GIVEN INSTRUCTION: Write out every line of the items below exactly, but leave out the pictures.

━━━━━━

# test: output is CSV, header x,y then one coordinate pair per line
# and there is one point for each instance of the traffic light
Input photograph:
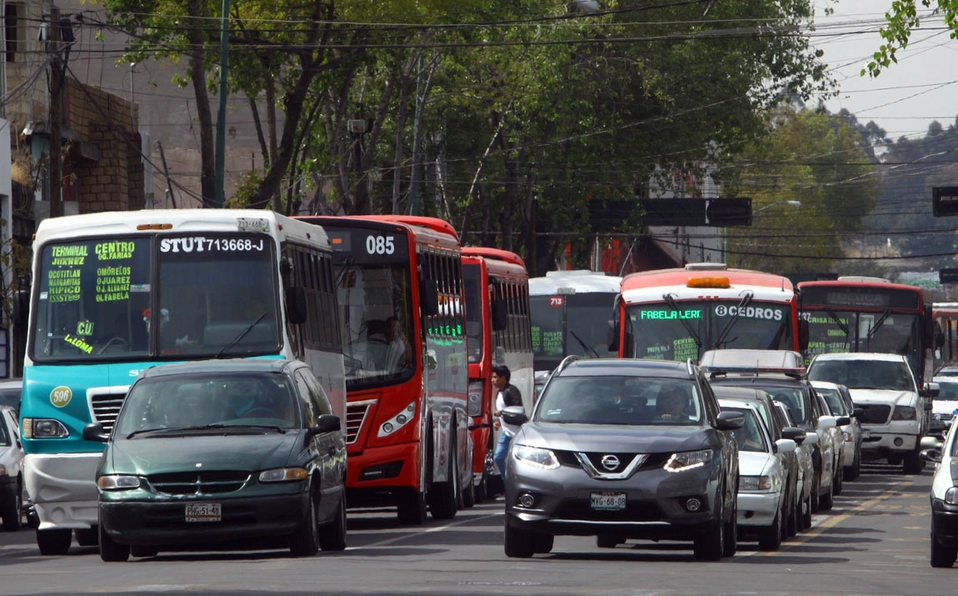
x,y
730,212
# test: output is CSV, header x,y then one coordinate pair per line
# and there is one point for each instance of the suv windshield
x,y
863,374
622,400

━━━━━━

FINISHED ANSWER:
# test: output is CSV, header x,y then one coordinate pair per line
# and there is one point for each instance of the traffic light
Input photograph:
x,y
730,212
# test: output is CSV, header x,y then one coordinate pair per line
# and there is one point for each instance of the suv windshield
x,y
863,374
622,400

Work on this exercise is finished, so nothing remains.